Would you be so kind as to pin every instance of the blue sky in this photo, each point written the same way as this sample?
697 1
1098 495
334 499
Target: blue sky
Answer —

##########

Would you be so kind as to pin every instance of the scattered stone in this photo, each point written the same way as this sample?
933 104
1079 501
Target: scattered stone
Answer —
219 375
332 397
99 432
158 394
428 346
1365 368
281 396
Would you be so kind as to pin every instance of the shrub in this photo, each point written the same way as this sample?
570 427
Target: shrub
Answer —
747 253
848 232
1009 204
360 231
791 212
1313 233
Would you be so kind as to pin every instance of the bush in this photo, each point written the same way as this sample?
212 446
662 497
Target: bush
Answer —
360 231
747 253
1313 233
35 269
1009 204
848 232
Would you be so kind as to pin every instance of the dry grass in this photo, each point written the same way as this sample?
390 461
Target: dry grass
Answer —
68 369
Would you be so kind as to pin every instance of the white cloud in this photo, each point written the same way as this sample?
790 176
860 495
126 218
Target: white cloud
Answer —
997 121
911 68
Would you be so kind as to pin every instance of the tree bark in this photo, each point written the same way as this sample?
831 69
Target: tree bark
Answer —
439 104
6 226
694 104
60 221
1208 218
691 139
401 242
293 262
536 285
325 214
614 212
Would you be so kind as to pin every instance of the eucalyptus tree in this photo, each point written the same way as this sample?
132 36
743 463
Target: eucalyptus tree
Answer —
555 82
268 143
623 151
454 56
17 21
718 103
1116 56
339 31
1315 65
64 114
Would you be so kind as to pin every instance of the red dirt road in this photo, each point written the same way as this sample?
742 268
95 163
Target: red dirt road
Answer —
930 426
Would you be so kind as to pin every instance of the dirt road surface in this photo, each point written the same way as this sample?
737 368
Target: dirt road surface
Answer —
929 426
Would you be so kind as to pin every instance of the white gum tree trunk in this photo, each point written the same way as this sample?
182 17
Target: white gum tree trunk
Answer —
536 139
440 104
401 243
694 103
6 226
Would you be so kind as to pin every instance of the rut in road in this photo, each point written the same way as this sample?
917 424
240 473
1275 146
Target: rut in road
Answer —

##########

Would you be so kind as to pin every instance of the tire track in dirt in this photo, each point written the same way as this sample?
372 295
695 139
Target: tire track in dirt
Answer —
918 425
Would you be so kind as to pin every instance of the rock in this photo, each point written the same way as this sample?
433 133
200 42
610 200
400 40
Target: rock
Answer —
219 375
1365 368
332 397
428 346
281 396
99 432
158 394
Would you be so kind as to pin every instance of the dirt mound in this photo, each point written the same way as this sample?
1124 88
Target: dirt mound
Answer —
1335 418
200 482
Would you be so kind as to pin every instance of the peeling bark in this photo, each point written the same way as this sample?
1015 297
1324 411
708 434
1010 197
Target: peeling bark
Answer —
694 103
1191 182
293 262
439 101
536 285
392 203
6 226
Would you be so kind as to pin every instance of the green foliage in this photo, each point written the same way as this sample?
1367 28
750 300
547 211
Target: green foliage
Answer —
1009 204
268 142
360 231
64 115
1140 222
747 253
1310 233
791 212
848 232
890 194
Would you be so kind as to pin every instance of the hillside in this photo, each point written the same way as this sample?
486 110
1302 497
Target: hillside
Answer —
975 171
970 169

##########

> _WORK ORDER_: Look through the entries for lines containing the word "tire" and return each one.

> _RESULT OF THIS EXERCISE_:
Would you be so kind as to pin every instance of the tire track in dirt in this photo, each point written the same way as this sample?
Target: tire track in dirt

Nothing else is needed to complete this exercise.